Cory Doctorow's closing speech: 'The big picture is about the world of self-determination'.

Via Jyri, on Blip.tv:

Matt Jones and Matt Webb on Digital Parkour (comics, Parkour, psychogeography, maps, senses, pataphysics, robot readable planet … digital fingertips and foot candy)

Joi Ito on MMORPGs (the polychronic reality of World of Warcraft; 'Second Life is very interesting, but it's not fun')

I would have watched danah on MySpace, but the link on Blip.tv isn't working for me.

Also from Aula, but August, 2005, Ben Cerveny talking about 'Meaning at Play' ( mp4 [large res], mp4 [small res]). Some notes (mine) on areas Ben touched on:

Play is about exploring boundaries and the organisation of constraints in behaviour — it helps us understand the constraints between ourselves and others. Then we formalise, creating formal rule spaces. A third element of what brings meaning into play and makes it important is collaborative improvisation. A fourth is the creation of metaphoric frameworks in play; these are also windows into the culture that is the originating context of the game. Next, interpretation (Tarot), composition (in computational gaming) and performance — and the tide of movement in and out between active play and compositional re-arrangement. Finally, presence and state machines (from camphone to posting-on-Flickr takes about 5 minutes —an almost real-time awareness of where and what your friends are doing): SMS has a lightness to it that is playful — contrast e-mail; simulations are metaphors or skins on top of an abstract computational space and, once you're familiar with the game, you don't need the metaphors in order to continue playing — players internalise the model of the game in a very abstract way, and this process parallels the way we build internal models for understanding how other people behave (it's the same type of state machine); we can express our own states through simulation behaviour.

### [What you will do]
Continue the post about the Aula talks past its final sentence. You won't need the rows that come next.

[Data excerpts]
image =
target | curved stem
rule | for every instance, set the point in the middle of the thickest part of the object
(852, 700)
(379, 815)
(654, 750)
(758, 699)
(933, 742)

==

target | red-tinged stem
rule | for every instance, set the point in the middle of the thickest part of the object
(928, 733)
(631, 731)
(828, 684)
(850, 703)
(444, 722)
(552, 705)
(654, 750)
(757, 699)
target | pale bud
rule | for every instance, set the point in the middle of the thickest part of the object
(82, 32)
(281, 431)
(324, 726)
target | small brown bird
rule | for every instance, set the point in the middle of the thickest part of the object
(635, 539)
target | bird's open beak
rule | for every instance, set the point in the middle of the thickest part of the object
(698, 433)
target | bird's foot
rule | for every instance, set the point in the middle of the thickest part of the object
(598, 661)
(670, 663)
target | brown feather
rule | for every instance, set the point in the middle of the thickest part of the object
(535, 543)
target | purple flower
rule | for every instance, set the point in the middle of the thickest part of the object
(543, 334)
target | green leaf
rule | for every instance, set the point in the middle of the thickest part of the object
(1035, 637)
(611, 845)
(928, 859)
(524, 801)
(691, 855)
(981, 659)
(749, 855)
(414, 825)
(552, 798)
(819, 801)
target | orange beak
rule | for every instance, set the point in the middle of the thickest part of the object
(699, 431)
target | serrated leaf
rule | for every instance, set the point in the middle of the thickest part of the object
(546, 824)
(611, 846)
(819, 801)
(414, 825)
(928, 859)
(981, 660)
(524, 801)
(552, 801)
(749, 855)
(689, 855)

### [Answer box]
The dynamic systems of play and the modeling involved in MMORPG and simulation games are portable and artists who understand them can use them in creating their work. New languages will evolve within, and from, the media we are now beginning to use to communicate with each other.

'In play we're going, I think, to be given more and more opportunities to use our own content.'

Finally (and not to do with Aula):

Bruce Sterling speaking at the 2006 LIFT Conference (Six Trends for Objects: RFIDs; geo-location; Googling and auto-Googling objects; 3-D modeling, computer-aided manufacturing; rapid-prototyping fabjects, blogjects; cradle to cradle recycling. Objects as hard copies of a data support system)

ZeFrank at TED (I liked the 'Atheist' game)

MoBuzz on privacy issues (Facebook, etc) … 'customers would like some shades of grey. And, of course, by 'shades of grey' we just mean control.'

Podcasts and videos can, of course, be very time-consuming. If I were a commuter and had significant periods in the day to fill, I might watch more but, as it is, the short YouTube video works much better for me (and, I guess, is why in part YouTube is so successful: it fits many a lifestyle). So I don't use either podcasts or lengthy online videos very much. If you, too, are short of time, I still recommend watching all the Aula pieces above. MoBuzz on privacy is also excellent — and short.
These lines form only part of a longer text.